[Available records Boundary: Start]

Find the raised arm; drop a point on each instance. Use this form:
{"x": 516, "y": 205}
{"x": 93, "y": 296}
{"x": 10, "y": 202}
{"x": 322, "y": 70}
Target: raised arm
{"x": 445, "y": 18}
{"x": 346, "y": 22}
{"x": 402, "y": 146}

[Available records Boundary: End]

Task instructions:
Repeat the data verbatim.

Response to the exercise:
Find the raised arm; drop a point on each instance. Use this form:
{"x": 516, "y": 205}
{"x": 93, "y": 296}
{"x": 10, "y": 202}
{"x": 322, "y": 70}
Target: raised arm
{"x": 445, "y": 18}
{"x": 346, "y": 22}
{"x": 402, "y": 146}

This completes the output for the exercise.